Text excerpt:

## start

Hi Jark,

If the FieldReferenceExpression contains an int[] to support a nested field
reference, List<FieldReferenceExpression> (or FieldReferenceExpression[])
and int[][] are actually equivalent. If we are designing this from scratch,
personally I prefer using List<FieldReferenceExpression> for consistency,
i.e. always resolving everything to expressions for users. Projection is a
simpler case, but should not be a special case. This avoids doing the same
thing in different ways which is also a confusion to the users. To me, the
int[][] format would become kind of a technical debt after we extend the
FieldReferenceExpression. Although we don't have to address it right away
in the same FLIP, this kind of debt accumulates over time and makes the
project harder to learn and maintain. So, personally I prefer to address
these technical debts as soon as possible.

Thanks,

Jiangjie (Becket) Qin

On Wed, Aug 2, 2023 at 8:19 PM Jark Wu <imj...@gmail.com> wrote:

> Hi,
>
> I agree with Becket that we may need to extend FieldReferenceExpression to
> support nested field access (or maybe a new
> NestedFieldReferenceExpression).
> But I have some concerns about evolving the
> SupportsProjectionPushDown.applyProjection.
> A projection is much simpler than Filter Expression which only needs to
> represent the field indexes.
> If we evolve `applyProjection` to accept `List<FieldReferenceExpression>
> projectedFields`,
> users have to convert the `List<FieldReferenceExpression>` back to int[][]
> which is an overhead for users.
> Field indexes (int[][]) is required to project schemas with the
> utility org.apache.flink.table.connector.Projection.
>
>
> Best,
> Jark
>
>
>
> On Wed, 2 Aug 2023 at 07:40, Venkatakrishnan Sowrirajan <vsowr...@asu.edu>
> wrote:
>
> > Thanks Becket for the suggestion. That makes sense. Let me try it out and
> > get back to you.
> >
> > Regards
> > Venkata krishnan
> >
> >
> > On Tue, Aug 1, 2023 at 9:04 AM Becket Qin <becket....@gmail.com> wrote:
> >
> > > This is a very useful feature in practice.
> > >
> > > It looks to me that the key issue here is that Flink ResolvedExpression
> > > does not have necessary abstraction for nested field access. So the
> > Calcite
> > > RexFieldAccess does not have a counterpart in the ResolvedExpression.
> The
> > > FieldReferenceExpression only supports direct access to the fields, not
> > > nested access.

## end

Exercise details: Reproduce the passage of the Flink projection thread between "If the FieldReferenceExpression" and "soon as possible.", inclusive.

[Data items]
## start

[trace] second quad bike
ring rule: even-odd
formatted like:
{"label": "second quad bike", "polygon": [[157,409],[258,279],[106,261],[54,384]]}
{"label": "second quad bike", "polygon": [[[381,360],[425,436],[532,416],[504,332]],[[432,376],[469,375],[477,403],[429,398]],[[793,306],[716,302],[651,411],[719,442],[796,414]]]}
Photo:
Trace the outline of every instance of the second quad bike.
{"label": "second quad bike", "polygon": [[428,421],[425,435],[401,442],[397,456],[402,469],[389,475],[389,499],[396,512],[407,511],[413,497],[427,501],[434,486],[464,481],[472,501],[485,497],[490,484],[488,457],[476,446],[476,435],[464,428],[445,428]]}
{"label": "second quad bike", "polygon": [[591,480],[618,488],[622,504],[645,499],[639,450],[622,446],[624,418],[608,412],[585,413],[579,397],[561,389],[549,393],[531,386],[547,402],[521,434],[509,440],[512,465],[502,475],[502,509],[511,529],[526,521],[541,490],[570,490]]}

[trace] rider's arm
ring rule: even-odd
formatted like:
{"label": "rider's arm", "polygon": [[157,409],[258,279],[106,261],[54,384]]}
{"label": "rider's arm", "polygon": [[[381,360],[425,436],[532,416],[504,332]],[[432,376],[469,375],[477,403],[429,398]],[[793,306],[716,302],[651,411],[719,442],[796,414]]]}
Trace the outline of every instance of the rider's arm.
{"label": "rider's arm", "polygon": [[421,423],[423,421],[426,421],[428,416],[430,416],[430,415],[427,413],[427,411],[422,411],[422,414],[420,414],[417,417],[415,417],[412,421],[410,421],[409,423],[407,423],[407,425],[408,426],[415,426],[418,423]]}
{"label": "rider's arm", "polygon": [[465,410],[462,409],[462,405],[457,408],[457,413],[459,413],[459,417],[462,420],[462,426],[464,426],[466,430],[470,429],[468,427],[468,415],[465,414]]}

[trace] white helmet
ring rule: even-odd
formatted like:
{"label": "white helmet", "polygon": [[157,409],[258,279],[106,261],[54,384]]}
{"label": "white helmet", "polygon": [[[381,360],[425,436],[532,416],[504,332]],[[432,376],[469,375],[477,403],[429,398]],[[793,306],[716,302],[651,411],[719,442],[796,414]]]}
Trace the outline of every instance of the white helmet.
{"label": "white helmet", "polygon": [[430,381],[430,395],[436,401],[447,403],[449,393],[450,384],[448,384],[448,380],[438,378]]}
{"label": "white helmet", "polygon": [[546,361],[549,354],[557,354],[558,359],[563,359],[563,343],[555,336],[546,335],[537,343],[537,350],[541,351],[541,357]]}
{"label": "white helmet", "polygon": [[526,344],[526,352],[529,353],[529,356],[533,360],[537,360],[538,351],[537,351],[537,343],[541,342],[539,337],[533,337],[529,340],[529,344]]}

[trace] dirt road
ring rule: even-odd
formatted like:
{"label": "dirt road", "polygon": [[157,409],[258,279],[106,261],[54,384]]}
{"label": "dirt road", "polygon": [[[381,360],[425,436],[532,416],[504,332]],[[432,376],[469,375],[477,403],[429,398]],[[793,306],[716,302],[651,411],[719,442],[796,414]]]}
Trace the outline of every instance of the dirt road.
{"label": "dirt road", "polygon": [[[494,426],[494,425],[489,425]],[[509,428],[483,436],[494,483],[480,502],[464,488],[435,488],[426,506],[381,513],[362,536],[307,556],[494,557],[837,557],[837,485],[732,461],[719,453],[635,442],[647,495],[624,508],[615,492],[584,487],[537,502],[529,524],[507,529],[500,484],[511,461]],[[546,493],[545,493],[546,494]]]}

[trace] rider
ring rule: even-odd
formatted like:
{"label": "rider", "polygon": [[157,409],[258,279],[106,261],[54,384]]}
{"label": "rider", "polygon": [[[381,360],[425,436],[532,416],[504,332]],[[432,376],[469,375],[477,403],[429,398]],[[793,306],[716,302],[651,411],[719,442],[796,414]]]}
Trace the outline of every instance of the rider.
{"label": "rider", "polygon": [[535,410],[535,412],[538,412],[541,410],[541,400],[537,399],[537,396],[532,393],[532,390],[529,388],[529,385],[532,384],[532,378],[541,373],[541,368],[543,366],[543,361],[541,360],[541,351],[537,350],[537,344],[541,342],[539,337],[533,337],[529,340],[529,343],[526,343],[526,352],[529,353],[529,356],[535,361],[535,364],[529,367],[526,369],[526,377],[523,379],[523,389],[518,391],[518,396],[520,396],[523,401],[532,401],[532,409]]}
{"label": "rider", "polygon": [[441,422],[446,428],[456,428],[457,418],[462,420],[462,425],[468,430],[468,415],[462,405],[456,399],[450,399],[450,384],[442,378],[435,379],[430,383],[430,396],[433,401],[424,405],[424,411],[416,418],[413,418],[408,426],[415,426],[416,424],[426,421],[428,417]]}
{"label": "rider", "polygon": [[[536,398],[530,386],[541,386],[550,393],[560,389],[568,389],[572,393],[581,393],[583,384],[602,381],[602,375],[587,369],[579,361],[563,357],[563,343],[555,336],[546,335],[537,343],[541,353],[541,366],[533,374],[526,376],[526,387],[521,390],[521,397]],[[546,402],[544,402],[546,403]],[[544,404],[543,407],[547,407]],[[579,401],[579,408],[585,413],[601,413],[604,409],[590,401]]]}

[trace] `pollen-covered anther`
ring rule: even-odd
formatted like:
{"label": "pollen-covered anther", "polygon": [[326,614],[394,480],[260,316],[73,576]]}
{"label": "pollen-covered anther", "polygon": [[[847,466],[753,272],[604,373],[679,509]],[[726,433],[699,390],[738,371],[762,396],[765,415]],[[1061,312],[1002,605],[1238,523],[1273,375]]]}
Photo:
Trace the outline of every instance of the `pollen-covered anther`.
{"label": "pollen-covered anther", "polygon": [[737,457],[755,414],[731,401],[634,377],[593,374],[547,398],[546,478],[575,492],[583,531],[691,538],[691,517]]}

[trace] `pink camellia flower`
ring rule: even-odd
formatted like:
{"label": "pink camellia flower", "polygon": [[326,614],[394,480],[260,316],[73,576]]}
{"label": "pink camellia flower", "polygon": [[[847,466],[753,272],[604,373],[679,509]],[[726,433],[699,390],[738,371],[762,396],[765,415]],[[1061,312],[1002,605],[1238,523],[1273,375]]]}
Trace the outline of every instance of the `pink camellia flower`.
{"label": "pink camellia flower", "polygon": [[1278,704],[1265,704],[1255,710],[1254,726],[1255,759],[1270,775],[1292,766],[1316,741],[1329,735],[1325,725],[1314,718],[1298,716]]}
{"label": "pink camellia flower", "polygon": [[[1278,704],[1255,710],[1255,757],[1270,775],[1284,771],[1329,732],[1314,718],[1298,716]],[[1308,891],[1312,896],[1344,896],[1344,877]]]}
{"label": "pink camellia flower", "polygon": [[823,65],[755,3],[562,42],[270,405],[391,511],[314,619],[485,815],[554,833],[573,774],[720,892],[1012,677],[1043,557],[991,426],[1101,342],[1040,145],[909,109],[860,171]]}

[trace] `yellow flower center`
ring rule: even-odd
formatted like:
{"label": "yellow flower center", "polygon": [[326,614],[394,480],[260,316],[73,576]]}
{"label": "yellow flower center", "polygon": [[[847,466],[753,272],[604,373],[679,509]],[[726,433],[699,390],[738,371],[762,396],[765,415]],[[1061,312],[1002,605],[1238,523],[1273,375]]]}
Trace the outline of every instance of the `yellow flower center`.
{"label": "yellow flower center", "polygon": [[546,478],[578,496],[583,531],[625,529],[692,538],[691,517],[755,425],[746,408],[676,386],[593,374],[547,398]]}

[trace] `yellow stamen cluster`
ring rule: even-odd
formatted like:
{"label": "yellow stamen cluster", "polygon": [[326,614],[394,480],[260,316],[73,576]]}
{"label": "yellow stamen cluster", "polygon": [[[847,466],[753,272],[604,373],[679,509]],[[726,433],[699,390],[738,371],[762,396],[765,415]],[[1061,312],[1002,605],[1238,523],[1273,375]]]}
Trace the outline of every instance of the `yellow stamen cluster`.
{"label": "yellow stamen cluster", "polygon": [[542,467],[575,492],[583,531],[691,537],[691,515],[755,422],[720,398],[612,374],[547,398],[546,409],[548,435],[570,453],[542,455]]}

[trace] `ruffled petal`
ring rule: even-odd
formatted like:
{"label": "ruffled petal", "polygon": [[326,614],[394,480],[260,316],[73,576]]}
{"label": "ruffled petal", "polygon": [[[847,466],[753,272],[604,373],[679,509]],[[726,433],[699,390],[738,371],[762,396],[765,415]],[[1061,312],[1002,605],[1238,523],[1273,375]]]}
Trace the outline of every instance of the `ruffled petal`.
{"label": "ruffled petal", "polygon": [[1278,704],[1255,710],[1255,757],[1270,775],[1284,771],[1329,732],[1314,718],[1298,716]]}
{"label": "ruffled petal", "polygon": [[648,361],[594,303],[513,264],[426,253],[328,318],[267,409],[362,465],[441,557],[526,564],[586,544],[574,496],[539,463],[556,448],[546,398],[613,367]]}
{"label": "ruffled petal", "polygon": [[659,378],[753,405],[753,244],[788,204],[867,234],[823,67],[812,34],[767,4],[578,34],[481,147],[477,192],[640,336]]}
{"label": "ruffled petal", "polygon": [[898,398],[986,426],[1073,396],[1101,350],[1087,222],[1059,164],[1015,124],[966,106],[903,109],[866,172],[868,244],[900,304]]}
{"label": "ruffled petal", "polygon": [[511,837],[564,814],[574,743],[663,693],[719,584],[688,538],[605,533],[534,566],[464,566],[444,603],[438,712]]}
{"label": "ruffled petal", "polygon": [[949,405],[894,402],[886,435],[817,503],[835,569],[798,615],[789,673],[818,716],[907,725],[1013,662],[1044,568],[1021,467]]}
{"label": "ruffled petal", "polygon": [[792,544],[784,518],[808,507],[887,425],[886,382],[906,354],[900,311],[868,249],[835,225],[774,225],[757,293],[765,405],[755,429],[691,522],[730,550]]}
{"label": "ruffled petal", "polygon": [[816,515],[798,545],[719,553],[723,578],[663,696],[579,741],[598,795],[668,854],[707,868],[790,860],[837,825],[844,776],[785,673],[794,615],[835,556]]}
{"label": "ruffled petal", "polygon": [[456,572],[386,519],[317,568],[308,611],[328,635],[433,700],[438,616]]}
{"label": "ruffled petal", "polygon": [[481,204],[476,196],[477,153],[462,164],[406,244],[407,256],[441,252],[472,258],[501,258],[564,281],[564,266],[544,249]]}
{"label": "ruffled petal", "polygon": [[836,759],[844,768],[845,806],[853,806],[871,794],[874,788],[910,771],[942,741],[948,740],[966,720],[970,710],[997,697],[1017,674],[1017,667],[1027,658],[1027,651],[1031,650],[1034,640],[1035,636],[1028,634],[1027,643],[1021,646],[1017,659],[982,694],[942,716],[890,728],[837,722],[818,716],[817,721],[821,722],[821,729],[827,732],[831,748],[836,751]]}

## end

Answer in full:
If the FieldReferenceExpression contains an int[] to support a nested field
reference, List<FieldReferenceExpression> (or FieldReferenceExpression[])
and int[][] are actually equivalent. If we are designing this from scratch,
personally I prefer using List<FieldReferenceExpression> for consistency,
i.e. always resolving everything to expressions for users. Projection is a
simpler case, but should not be a special case. This avoids doing the same
thing in different ways which is also a confusion to the users. To me, the
int[][] format would become kind of a technical debt after we extend the
FieldReferenceExpression. Although we don't have to address it right away
in the same FLIP, this kind of debt accumulates over time and makes the
project harder to learn and maintain. So, personally I prefer to address
these technical debts as soon as possible.